**Work to complete:** Put the stretch of the entries below, from the line that contains "trim shown in the picture above." through the end of the entries, into a Markdown table with the columns Row and Line, leaving out any blank lines.

[Point annotation dataset entries]

========================

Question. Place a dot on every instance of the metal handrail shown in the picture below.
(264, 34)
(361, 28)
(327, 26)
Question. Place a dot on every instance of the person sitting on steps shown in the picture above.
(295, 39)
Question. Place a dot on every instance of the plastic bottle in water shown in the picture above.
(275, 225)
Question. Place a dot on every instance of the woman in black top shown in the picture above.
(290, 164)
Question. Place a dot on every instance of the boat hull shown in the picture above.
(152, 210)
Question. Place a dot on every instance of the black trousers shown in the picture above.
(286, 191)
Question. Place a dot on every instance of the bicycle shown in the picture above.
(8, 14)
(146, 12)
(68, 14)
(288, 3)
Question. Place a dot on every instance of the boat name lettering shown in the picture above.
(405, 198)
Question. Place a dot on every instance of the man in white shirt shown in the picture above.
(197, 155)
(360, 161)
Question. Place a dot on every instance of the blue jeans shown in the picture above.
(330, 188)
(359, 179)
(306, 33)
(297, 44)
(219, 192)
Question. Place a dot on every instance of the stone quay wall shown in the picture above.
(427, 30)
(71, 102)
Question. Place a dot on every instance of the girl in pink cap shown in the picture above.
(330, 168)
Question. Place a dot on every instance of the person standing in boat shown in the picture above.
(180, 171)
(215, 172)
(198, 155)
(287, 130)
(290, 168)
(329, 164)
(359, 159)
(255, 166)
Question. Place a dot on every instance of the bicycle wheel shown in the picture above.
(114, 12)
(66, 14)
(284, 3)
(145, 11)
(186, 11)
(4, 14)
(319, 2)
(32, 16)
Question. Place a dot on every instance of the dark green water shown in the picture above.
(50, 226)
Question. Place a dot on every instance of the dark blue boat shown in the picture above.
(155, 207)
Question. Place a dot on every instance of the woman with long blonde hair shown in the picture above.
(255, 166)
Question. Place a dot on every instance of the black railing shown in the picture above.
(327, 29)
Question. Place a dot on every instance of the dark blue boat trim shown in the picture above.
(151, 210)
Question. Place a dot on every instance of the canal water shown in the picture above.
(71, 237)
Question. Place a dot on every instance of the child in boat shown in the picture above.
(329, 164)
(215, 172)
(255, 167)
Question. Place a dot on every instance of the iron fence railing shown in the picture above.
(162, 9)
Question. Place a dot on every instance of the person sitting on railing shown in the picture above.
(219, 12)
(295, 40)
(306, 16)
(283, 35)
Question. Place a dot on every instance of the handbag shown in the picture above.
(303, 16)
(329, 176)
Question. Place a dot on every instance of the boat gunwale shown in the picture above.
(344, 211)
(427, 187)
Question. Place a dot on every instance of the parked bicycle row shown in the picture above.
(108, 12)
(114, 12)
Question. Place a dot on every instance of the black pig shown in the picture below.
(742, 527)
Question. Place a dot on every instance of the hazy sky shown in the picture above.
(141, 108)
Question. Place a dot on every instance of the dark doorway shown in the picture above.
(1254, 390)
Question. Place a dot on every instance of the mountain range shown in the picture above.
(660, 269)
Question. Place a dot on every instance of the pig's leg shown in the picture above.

========================

**Solution to this exercise:**
| Row | Line |
|---|---|
| 1 | Question. Place a dot on every instance of the dark blue boat trim shown in the picture above. |
| 2 | (151, 210) |
| 3 | Question. Place a dot on every instance of the canal water shown in the picture above. |
| 4 | (71, 237) |
| 5 | Question. Place a dot on every instance of the child in boat shown in the picture above. |
| 6 | (329, 164) |
| 7 | (215, 172) |
| 8 | (255, 167) |
| 9 | Question. Place a dot on every instance of the iron fence railing shown in the picture above. |
| 10 | (162, 9) |
| 11 | Question. Place a dot on every instance of the person sitting on railing shown in the picture above. |
| 12 | (219, 12) |
| 13 | (295, 40) |
| 14 | (306, 16) |
| 15 | (283, 35) |
| 16 | Question. Place a dot on every instance of the handbag shown in the picture above. |
| 17 | (303, 16) |
| 18 | (329, 176) |
| 19 | Question. Place a dot on every instance of the boat gunwale shown in the picture above. |
| 20 | (344, 211) |
| 21 | (427, 187) |
| 22 | Question. Place a dot on every instance of the parked bicycle row shown in the picture above. |
| 23 | (108, 12) |
| 24 | (114, 12) |
| 25 | Question. Place a dot on every instance of the black pig shown in the picture below. |
| 26 | (742, 527) |
| 27 | Question. Place a dot on every instance of the hazy sky shown in the picture above. |
| 28 | (141, 108) |
| 29 | Question. Place a dot on every instance of the dark doorway shown in the picture above. |
| 30 | (1254, 390) |
| 31 | Question. Place a dot on every instance of the mountain range shown in the picture above. |
| 32 | (660, 269) |
| 33 | Question. Place a dot on every instance of the pig's leg shown in the picture above. |